Everything from the line holding "The component shall identify every instance of the cabinet" through the last line below must be repeated exactly, and nothing else.
====================
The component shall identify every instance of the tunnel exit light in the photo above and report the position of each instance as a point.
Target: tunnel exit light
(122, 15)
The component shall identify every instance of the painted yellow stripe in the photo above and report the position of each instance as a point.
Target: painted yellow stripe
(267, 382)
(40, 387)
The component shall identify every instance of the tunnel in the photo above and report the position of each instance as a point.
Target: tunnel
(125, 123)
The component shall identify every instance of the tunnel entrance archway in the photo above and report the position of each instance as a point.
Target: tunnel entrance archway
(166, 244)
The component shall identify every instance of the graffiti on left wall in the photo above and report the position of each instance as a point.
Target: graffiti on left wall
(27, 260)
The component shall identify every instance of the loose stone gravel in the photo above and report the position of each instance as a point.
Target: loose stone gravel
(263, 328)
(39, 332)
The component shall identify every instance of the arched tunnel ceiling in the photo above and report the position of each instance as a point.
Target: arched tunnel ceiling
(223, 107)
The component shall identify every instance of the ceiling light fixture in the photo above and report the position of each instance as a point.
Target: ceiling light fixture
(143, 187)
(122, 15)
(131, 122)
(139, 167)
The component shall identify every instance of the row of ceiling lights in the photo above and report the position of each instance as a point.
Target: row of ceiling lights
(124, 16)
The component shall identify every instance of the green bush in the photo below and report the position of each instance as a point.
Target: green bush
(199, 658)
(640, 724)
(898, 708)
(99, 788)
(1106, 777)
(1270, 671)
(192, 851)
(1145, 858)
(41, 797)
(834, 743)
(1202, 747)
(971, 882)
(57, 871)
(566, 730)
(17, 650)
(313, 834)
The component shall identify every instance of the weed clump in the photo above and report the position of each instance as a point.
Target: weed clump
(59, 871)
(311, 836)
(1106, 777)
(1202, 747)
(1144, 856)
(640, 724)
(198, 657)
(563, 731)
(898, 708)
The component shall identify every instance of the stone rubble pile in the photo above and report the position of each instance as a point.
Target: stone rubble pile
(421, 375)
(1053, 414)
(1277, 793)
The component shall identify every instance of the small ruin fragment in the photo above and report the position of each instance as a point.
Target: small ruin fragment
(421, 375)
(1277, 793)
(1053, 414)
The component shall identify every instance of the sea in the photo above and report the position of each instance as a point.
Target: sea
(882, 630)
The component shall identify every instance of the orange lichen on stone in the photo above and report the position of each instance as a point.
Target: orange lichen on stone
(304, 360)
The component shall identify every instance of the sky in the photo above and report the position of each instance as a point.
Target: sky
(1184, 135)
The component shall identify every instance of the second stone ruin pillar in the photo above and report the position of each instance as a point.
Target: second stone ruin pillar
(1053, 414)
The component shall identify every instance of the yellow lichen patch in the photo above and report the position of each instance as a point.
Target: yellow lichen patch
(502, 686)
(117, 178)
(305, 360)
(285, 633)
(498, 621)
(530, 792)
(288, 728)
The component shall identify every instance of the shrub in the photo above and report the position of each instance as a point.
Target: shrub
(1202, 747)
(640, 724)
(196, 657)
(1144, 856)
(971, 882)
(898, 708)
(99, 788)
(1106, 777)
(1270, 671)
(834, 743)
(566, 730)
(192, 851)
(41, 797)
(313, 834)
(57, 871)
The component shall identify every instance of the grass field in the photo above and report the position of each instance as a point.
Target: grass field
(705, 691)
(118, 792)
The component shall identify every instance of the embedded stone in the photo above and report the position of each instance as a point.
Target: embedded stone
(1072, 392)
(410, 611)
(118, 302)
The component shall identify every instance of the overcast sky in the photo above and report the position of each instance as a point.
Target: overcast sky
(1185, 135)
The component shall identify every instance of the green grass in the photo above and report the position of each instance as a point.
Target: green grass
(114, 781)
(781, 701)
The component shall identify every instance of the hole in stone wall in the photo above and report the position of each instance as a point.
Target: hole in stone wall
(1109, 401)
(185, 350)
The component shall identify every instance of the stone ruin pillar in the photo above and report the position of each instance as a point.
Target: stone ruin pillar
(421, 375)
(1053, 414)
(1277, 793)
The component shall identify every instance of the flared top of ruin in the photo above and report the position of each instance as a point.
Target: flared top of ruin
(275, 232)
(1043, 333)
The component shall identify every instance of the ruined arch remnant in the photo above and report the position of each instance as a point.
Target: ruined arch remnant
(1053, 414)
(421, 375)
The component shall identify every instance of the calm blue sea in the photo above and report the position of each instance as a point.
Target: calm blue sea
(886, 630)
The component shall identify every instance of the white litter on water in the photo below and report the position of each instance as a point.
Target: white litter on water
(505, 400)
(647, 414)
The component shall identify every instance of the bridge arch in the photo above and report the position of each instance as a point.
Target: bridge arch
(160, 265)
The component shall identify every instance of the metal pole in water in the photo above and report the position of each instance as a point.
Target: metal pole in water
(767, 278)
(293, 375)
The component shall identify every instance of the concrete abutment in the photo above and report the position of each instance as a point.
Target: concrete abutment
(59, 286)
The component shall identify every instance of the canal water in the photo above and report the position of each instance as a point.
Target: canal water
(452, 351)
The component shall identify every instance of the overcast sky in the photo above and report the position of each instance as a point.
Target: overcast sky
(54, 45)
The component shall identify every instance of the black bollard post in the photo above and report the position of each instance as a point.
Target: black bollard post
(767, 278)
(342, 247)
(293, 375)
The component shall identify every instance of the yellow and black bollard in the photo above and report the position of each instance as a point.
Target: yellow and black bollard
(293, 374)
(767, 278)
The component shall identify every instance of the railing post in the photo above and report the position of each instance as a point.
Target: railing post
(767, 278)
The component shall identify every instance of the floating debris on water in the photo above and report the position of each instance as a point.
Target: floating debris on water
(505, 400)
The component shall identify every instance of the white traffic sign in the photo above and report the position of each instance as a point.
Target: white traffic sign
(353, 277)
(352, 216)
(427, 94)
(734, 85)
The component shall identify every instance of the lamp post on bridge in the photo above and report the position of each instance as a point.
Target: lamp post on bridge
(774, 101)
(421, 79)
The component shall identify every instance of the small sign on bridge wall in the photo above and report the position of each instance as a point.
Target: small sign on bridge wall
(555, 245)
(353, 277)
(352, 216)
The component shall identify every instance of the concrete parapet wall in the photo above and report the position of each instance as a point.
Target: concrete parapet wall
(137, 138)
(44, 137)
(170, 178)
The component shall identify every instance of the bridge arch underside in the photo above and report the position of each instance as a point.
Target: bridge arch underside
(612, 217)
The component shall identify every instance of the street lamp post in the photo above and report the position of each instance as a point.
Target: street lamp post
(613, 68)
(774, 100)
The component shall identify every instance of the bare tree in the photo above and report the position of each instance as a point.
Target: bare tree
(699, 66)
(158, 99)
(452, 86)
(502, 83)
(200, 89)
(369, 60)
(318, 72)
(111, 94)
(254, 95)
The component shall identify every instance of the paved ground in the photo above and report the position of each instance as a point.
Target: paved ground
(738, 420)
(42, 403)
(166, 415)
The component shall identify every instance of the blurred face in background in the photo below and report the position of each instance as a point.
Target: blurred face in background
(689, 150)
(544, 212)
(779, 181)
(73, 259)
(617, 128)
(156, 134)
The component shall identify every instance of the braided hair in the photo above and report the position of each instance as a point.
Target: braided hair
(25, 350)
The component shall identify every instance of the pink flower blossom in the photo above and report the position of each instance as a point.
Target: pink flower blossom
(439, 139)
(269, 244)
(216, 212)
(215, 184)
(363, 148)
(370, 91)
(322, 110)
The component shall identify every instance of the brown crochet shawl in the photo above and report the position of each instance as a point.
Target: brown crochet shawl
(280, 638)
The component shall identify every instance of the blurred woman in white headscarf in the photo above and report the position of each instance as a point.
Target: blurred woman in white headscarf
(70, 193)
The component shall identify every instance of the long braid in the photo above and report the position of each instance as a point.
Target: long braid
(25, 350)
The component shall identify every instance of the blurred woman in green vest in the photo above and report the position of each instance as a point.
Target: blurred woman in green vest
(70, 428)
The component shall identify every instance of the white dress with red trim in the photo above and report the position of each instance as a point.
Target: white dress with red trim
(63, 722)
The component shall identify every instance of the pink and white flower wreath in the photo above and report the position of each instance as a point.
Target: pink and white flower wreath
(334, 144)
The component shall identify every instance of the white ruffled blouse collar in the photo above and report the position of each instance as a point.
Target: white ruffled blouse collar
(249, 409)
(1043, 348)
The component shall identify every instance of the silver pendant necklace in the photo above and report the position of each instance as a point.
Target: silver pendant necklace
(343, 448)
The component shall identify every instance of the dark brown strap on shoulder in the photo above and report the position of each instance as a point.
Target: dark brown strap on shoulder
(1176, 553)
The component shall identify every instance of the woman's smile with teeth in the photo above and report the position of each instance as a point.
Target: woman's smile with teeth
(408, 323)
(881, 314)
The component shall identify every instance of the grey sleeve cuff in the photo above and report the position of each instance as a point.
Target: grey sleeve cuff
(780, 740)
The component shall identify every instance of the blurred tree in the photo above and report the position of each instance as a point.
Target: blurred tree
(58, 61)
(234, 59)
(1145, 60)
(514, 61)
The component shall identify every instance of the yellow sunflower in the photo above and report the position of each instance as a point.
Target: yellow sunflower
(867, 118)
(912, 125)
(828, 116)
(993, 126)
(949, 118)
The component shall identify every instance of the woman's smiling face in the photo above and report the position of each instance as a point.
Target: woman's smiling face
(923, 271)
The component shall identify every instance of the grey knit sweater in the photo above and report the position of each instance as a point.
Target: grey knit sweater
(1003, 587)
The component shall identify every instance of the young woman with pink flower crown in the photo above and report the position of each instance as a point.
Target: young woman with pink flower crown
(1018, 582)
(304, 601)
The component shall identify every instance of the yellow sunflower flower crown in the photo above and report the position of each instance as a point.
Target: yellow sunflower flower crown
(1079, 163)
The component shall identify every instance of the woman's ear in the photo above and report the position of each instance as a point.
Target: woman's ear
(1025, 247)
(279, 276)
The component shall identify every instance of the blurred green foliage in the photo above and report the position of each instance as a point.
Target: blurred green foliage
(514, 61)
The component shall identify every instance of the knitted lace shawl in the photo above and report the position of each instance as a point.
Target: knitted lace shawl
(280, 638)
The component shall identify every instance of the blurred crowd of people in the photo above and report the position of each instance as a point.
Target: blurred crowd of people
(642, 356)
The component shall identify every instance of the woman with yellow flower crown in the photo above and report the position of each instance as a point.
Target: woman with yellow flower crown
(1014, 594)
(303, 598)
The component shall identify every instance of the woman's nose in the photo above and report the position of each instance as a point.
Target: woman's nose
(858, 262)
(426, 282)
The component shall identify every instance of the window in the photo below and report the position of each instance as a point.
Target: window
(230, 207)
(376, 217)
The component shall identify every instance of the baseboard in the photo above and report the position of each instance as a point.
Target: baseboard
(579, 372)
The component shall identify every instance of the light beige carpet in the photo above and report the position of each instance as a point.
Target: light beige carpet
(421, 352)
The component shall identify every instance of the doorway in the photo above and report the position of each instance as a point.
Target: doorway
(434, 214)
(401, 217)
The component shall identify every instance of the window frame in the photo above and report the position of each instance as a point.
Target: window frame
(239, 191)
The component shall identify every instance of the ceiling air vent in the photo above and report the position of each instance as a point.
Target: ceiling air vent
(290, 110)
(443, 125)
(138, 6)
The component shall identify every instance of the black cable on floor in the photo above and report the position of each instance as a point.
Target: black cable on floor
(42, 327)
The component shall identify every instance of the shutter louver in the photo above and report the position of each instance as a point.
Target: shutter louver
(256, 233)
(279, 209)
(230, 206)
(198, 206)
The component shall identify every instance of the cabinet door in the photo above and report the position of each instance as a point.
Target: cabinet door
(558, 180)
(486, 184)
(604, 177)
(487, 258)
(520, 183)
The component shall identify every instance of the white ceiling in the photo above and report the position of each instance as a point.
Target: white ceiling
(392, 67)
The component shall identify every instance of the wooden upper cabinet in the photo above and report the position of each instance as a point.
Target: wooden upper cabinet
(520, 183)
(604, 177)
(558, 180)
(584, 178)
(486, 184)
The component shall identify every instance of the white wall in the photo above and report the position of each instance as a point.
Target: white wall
====================
Completed task:
The component shall identify every instance of the cabinet door in the photo above and report the position of each instance as a point.
Target: cabinet door
(558, 180)
(486, 184)
(604, 177)
(487, 258)
(520, 183)
The component shall identify every instance of the white ceiling in the photo above and report the position of each instance as a point.
Target: white ceiling
(392, 67)
The component shall identify every instance of the wooden upper cabinet in the photo above and report the position of each instance as a point.
Target: wooden upper cabinet
(520, 183)
(604, 177)
(558, 180)
(584, 178)
(486, 184)
The component shall identify every instance of the white wall in the photo above and report the position of each instance as a point.
Target: white wall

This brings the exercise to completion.